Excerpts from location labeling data
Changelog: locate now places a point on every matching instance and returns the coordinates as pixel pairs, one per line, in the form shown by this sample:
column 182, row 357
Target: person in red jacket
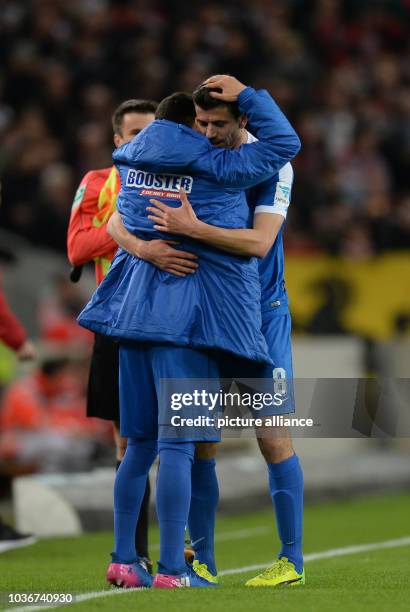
column 13, row 335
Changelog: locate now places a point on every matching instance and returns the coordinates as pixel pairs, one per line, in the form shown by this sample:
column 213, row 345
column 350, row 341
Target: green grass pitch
column 377, row 580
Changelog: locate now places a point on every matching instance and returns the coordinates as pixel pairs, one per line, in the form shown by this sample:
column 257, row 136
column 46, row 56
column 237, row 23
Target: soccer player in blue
column 155, row 310
column 221, row 121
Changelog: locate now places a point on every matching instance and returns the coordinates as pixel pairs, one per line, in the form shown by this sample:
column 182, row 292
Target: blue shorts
column 142, row 366
column 276, row 328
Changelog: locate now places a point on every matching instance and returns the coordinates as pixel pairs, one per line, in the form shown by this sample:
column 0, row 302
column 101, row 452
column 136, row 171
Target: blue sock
column 129, row 489
column 173, row 499
column 201, row 521
column 286, row 487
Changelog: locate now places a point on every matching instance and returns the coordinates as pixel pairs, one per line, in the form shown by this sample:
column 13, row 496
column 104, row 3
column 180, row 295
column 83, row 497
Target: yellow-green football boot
column 202, row 570
column 281, row 573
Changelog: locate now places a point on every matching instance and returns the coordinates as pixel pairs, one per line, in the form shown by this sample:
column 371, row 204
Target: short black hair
column 178, row 107
column 207, row 102
column 144, row 107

— What you will do —
Arrange the lines of all the records above as a Markdown table with the columns Row and Line, numbering each row and skipping any blank lines. Leave the pictures out of the table.

— Task answer —
| Row | Line |
|---|---|
| 1 | Changelog: locate now places a point on every matching instance and returns the coordinates as pixel pairs, one per line, in the form shown by this sample: |
| 2 | column 182, row 357 |
| 3 | Target: person in red jacket |
| 4 | column 13, row 335 |
| 5 | Changelog: locate now places a point on every matching instance and returns the coordinates as pixel pairs, one per line, in the form shown by this sample: |
| 6 | column 213, row 345 |
| 7 | column 350, row 341 |
| 8 | Target: green grass pitch |
| 9 | column 377, row 580 |
| 10 | Changelog: locate now places a point on every matching instance and returns the coordinates as pixel pairs, one per line, in the form shown by this sample: |
| 11 | column 257, row 136 |
| 12 | column 46, row 56 |
| 13 | column 237, row 23 |
| 14 | Target: soccer player in blue |
| 15 | column 155, row 310 |
| 16 | column 221, row 121 |
| 17 | Changelog: locate now places a point on every matching instance and returns the coordinates as pixel pairs, one per line, in the form shown by this sample: |
| 18 | column 182, row 292 |
| 19 | Target: blue shorts |
| 20 | column 142, row 366 |
| 21 | column 276, row 328 |
| 22 | Changelog: locate now places a point on every matching instance and returns the coordinates as pixel pairs, one per line, in the form shown by this sample: |
| 23 | column 0, row 302 |
| 24 | column 101, row 452 |
| 25 | column 136, row 171 |
| 26 | Target: blue sock |
| 27 | column 129, row 489 |
| 28 | column 173, row 499 |
| 29 | column 201, row 521 |
| 30 | column 286, row 487 |
| 31 | Changelog: locate now places a point on every matching instance and returns the coordinates as pixel pairs, one per line, in the form shown by this sample: |
| 32 | column 13, row 496 |
| 33 | column 104, row 3 |
| 34 | column 180, row 295 |
| 35 | column 83, row 497 |
| 36 | Target: yellow-green football boot |
| 37 | column 202, row 570 |
| 38 | column 281, row 573 |
| 39 | Changelog: locate now places a point on every matching instance and returns the coordinates as pixel pairs, one per line, in the form shown by this sample: |
| 40 | column 371, row 204 |
| 41 | Target: short black hair |
| 42 | column 178, row 107 |
| 43 | column 207, row 102 |
| 44 | column 144, row 107 |